#### [Direction]
Output the data below in full, character for character.

───

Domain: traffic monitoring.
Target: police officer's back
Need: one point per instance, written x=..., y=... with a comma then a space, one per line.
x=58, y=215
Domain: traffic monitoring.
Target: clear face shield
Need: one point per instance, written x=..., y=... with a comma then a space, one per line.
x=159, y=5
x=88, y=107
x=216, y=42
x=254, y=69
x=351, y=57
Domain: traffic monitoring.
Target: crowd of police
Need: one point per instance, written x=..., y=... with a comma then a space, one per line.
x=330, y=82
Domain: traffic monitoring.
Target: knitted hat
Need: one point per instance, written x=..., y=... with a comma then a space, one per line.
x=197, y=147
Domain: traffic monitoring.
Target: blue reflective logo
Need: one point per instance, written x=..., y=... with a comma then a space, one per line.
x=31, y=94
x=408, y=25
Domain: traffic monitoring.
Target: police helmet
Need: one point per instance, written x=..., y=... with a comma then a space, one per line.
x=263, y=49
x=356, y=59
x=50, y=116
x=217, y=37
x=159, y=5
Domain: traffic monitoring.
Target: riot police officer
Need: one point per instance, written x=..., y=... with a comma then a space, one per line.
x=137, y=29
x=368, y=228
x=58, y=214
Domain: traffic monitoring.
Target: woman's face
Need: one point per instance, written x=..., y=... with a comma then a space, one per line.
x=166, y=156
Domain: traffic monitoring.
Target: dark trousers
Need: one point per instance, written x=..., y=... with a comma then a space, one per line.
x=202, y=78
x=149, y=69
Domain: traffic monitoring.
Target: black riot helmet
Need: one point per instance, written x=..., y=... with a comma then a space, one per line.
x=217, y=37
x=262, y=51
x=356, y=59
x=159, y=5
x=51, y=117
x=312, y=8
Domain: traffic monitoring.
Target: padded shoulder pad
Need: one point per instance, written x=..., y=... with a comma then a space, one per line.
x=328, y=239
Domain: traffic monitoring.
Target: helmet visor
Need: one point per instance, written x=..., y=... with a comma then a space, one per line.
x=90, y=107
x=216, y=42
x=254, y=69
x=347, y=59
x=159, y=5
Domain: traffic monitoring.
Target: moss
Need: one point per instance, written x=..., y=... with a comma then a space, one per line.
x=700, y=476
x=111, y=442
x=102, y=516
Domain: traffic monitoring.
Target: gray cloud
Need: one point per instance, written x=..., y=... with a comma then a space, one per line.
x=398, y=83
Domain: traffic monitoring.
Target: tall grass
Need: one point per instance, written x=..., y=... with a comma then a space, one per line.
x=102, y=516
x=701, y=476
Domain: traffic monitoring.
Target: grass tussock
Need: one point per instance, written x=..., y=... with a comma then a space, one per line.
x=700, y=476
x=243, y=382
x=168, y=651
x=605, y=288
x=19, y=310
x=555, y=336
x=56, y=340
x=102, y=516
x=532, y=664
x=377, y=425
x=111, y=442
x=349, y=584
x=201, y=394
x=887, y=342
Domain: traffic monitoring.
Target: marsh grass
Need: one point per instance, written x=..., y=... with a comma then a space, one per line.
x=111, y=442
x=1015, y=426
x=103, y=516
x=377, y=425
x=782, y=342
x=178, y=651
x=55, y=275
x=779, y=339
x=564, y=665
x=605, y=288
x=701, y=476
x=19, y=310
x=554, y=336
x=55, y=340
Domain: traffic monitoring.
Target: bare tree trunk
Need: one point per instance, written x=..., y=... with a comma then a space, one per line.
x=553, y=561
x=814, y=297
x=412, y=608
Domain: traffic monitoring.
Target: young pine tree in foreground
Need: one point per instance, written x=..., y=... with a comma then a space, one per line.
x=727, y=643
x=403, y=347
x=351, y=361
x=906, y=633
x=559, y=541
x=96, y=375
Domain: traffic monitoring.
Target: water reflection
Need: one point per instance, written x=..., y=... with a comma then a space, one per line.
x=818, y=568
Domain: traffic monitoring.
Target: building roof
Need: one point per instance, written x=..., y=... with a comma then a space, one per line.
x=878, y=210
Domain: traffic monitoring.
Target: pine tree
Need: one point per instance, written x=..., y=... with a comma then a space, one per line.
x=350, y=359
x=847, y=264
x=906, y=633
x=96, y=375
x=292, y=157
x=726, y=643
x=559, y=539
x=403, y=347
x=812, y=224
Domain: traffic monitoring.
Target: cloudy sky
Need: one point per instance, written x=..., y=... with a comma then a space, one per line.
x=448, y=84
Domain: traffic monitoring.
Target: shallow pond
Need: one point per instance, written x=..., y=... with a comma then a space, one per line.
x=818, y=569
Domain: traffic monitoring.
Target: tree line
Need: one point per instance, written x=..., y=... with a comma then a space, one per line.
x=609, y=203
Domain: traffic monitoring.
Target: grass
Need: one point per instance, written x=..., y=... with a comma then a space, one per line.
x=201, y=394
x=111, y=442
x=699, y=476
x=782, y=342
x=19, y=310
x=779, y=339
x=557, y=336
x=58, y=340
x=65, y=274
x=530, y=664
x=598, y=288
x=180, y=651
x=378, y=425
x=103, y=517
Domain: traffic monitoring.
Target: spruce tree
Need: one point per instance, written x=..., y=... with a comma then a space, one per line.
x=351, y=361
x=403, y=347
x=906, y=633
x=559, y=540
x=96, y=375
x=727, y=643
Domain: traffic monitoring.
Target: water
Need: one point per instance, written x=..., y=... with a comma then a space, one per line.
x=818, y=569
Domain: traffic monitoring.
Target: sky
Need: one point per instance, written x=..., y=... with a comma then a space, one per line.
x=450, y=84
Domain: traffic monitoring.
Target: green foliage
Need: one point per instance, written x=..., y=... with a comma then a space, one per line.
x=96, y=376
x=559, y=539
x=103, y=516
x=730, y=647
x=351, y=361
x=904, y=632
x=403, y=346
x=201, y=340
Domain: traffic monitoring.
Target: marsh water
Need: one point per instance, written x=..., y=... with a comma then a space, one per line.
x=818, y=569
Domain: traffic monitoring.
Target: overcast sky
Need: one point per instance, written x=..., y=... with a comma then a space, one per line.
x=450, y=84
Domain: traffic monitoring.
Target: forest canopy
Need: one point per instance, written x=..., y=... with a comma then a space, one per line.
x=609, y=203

───

#### [Final answer]
Domain: traffic monitoring.
Target: police officer's back
Need: one point per instance, written x=..., y=... with a comma then a space, one per line.
x=58, y=215
Domain: traffic monitoring.
Target: clear face shield
Need: one point per instance, written x=..., y=... with a comma then a space, one per line.
x=159, y=5
x=88, y=107
x=216, y=42
x=254, y=69
x=351, y=57
Domain: traffic monitoring.
Target: crowd of police
Need: one point per instance, written x=..., y=... with a comma then a space, one per line.
x=330, y=82
Domain: traffic monitoring.
Target: knitted hat
Need: one point per instance, written x=..., y=... with a comma then a space, one per line.
x=197, y=147
Domain: traffic monitoring.
Target: blue reflective logo
Need: one point per instance, written x=..., y=... with a comma then a space, one per line.
x=31, y=94
x=408, y=25
Domain: traffic monitoring.
Target: police helmet
Need: one point per instance, written x=..., y=... with a comma then a space, one per line.
x=263, y=49
x=356, y=59
x=50, y=116
x=217, y=37
x=159, y=5
Domain: traffic monitoring.
Target: riot police officer
Need: one point per instance, written x=..., y=... with a comma then a space, one per line.
x=137, y=29
x=368, y=228
x=58, y=214
Domain: traffic monitoring.
Target: woman's face
Need: one point per instance, written x=..., y=... with a comma then a space, one per line.
x=166, y=156
Domain: traffic monitoring.
Target: dark trousers
Need: one point per instance, written x=..., y=... with a comma then a space, one per line.
x=202, y=78
x=149, y=69
Domain: traffic monitoring.
Target: black riot helmet
Need: one point per instance, written x=..., y=... with a comma then a space, one per line.
x=217, y=37
x=262, y=51
x=356, y=59
x=159, y=5
x=51, y=117
x=312, y=8
Domain: traffic monitoring.
Target: padded shoulder pad
Need: one point per instance, written x=..., y=... with a comma then a space, one per line.
x=328, y=239
Domain: traffic monitoring.
Target: helmet visor
Need: one point per instance, written x=..., y=... with a comma then a space, one per line.
x=90, y=107
x=216, y=42
x=254, y=69
x=347, y=59
x=159, y=5
Domain: traffic monitoring.
Target: moss
Need: one point per instance, written x=..., y=... with a comma then a space, one per line.
x=700, y=476
x=111, y=442
x=102, y=516
Domain: traffic monitoring.
Target: gray cloud
Need: one point per instance, written x=..., y=... with a comma then a space, one per line.
x=398, y=83
Domain: traffic monitoring.
Target: tall grass
Need: one point per instance, written x=..., y=... with a comma then a space, one per line.
x=102, y=516
x=701, y=476
Domain: traffic monitoring.
Target: grass tussock
Need: one point per instance, written x=..., y=... with a comma then a space, one per line.
x=700, y=476
x=243, y=382
x=168, y=651
x=605, y=288
x=19, y=310
x=555, y=336
x=56, y=340
x=102, y=516
x=532, y=664
x=377, y=425
x=111, y=442
x=349, y=584
x=201, y=394
x=887, y=342
Domain: traffic monitoring.
Target: marsh grass
Need: one point per instance, written x=..., y=... with a comma then a space, one per line.
x=111, y=442
x=1015, y=426
x=103, y=516
x=377, y=425
x=782, y=342
x=178, y=651
x=55, y=275
x=779, y=339
x=564, y=665
x=605, y=288
x=701, y=476
x=19, y=310
x=554, y=336
x=55, y=340
Domain: traffic monitoring.
Target: bare tree trunk
Need: one point per instance, written x=..., y=... with a comma then a space, one per line.
x=553, y=561
x=814, y=297
x=412, y=608
Domain: traffic monitoring.
Target: young pine tree in foreground
Need: one point per instance, written x=..., y=... with a comma then a space, one per line.
x=727, y=643
x=403, y=347
x=351, y=361
x=906, y=633
x=559, y=541
x=96, y=375
Domain: traffic monitoring.
Target: water reflection
Need: one point per instance, written x=..., y=... with a comma then a space, one per line.
x=818, y=568
Domain: traffic monitoring.
Target: building roof
Need: one point per instance, written x=..., y=... with a comma then a space, one per line.
x=878, y=210
Domain: traffic monitoring.
Target: pine tree
Need: one point per instance, written x=..., y=... with a comma then a space, one per line.
x=350, y=359
x=847, y=264
x=906, y=633
x=96, y=375
x=292, y=157
x=726, y=643
x=559, y=539
x=403, y=347
x=812, y=224
Domain: traffic monitoring.
Target: cloudy sky
Need: one point per instance, written x=..., y=... with a comma then a space, one per line.
x=448, y=84
Domain: traffic monitoring.
Target: shallow pond
Need: one point per instance, written x=..., y=... with a comma then a space, one per line.
x=818, y=569
Domain: traffic monitoring.
Target: tree line
Need: one point per instance, written x=..., y=... with a comma then a space, one per line.
x=609, y=203
Domain: traffic monitoring.
Target: grass
Need: one point per instance, written x=..., y=... with a comma then a space, one per line.
x=201, y=394
x=111, y=442
x=699, y=476
x=782, y=342
x=19, y=310
x=779, y=339
x=557, y=336
x=58, y=340
x=65, y=274
x=530, y=664
x=598, y=288
x=180, y=651
x=378, y=425
x=103, y=517
Domain: traffic monitoring.
Target: spruce tree
Need: one point per instance, written x=..., y=... with a comma then a space, one per line.
x=351, y=361
x=403, y=347
x=906, y=633
x=559, y=540
x=96, y=375
x=727, y=643
Domain: traffic monitoring.
Target: water
Need: one point per instance, written x=..., y=... with a comma then a space, one per line.
x=818, y=569
Domain: traffic monitoring.
Target: sky
Need: one point per instance, written x=..., y=... with a comma then a space, one per line.
x=450, y=84
Domain: traffic monitoring.
Target: green foliage
Need: one point per instance, written x=..., y=... with a comma then a space, one per line.
x=96, y=376
x=559, y=539
x=103, y=516
x=730, y=647
x=351, y=361
x=904, y=632
x=403, y=346
x=201, y=340
Domain: traffic monitoring.
Target: marsh water
Need: one point per instance, written x=..., y=... with a comma then a space, one per line.
x=818, y=569
Domain: traffic monitoring.
Target: overcast sky
Need: one point per instance, written x=..., y=... with a comma then a space, one per line.
x=450, y=84
Domain: traffic monitoring.
Target: forest canopy
Need: one point per instance, written x=..., y=... with a comma then a space, one per line.
x=609, y=203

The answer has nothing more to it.